**AIM OF THE TASK:** Every line of the data is to be reproduced exactly.

[Natural-language object grounding data]
________________

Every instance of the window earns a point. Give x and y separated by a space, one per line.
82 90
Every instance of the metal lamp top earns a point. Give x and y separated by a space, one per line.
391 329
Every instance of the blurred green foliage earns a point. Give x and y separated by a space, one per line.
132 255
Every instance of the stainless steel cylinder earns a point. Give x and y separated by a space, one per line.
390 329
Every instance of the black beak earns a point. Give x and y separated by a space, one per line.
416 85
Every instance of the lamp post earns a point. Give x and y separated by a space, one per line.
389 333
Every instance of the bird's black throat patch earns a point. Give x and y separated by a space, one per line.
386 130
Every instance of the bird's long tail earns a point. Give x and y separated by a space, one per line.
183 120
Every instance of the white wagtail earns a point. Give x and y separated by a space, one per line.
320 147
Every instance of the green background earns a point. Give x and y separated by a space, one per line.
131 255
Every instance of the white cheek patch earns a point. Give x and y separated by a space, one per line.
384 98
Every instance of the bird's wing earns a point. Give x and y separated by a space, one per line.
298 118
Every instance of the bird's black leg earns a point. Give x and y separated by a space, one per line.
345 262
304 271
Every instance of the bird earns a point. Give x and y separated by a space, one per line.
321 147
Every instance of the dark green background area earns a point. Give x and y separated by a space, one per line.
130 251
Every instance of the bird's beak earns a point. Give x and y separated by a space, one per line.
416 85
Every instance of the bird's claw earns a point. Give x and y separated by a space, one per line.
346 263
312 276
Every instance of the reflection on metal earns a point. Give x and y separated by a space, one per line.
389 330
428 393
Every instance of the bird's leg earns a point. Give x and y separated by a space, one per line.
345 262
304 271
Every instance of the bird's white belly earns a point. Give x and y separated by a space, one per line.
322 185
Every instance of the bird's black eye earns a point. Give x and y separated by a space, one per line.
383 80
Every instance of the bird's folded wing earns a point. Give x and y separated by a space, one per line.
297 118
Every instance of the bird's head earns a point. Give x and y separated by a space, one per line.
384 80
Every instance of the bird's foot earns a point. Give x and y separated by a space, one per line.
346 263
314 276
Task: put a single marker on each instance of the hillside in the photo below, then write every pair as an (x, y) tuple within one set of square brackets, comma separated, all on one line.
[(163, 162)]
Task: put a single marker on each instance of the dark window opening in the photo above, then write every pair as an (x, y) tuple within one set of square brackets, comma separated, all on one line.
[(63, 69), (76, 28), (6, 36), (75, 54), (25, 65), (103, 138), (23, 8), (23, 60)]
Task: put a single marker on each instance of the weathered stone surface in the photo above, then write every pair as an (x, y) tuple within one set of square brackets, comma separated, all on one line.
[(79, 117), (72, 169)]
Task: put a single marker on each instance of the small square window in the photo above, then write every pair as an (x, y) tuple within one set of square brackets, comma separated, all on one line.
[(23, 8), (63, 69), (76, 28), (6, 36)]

________________

**SOLVED PROBLEM:**
Every instance of the window earns a point. Give x and y separated by a space, one per line.
82 90
Every instance of the metal lamp top earns a point. Give x and y separated by a space, one per line.
391 329
Every instance of the blurred green foliage earns a point. Give x and y separated by a space, one per line.
132 255
Every instance of the stainless steel cylinder earns a point. Give x and y separated by a space, one per line.
390 329
Every instance of the black beak earns a point. Give x and y separated by a space, one per line.
416 85
Every instance of the lamp post earns a point. Give x and y separated by a space, one per line.
389 333
Every instance of the bird's black throat patch earns a point. Give x and y separated by a space, one per line.
386 130
Every instance of the bird's long tail earns a point. Give x and y separated by a space, one per line.
183 120
Every instance of the white wagtail earns a point. Give x and y separated by a space, one per line.
320 147
Every instance of the green background earns a point. Give x and y separated by a space, one per line.
131 255
Every instance of the white cheek patch earns a point. Give x and y separated by a space, one per line.
384 98
Every instance of the bird's wing earns a point. Give x and y separated by a space, one per line.
298 118
Every instance of the bird's black leg earns a point. Give x and y separated by a space, one per line.
345 262
304 271
Every instance of the bird earns a point. Give x and y separated by a space, one per line.
321 147
Every instance of the dark green background area earns a point. Give x and y separated by a space, one per line.
130 251
Every instance of the bird's beak earns a point. Give x and y separated by a space, one per line.
416 85
Every instance of the bird's claw earns a point. Give x and y separated by a space, one per line.
346 263
312 276
Every instance of the reflection on metal earns a point. Give x and y separated by a space, one per line.
389 330
428 393
Every instance of the bird's leg earns a point. Give x and y separated by a space, one per line.
345 262
304 271
Every instance of the bird's white belly earns a point. Give x and y separated by a space, one per line.
322 185
Every instance of the bird's black eye earns a point. Give x and y separated by a space, one per line.
383 80
Every instance of the bird's folded wing earns a point. Give x and y separated by a space, one per line.
297 118
Every instance of the bird's head earns a point. Give x and y separated by a space, one per line.
384 80
Every instance of the bird's foot earns a point. Give x and y separated by a space, one per line.
346 263
314 276
Task: put a single marker on each instance of the hillside in the photo below, then write every pair as an (x, y) tuple within one set of square brackets, comma separated, all on one line.
[(163, 162)]
Task: put a single marker on each instance of the dark window opening in the photo above, then write every pair as an (x, y) tuple within one set of square brackets, comma separated, all on one line.
[(63, 69), (76, 28), (6, 36), (75, 54), (25, 65), (103, 138), (23, 8), (23, 60)]
Task: put a single marker on each instance of the weathered stone surface in the photo above, then write every pair as an (x, y) tuple within one set of square brackets, comma separated, all on one line.
[(79, 117), (72, 169)]
Task: put a single marker on each instance of the small square window in the photo above, then write every pair as an (x, y) tuple within one set of square brackets, comma separated, all on one line.
[(23, 8), (63, 69), (76, 28), (6, 36)]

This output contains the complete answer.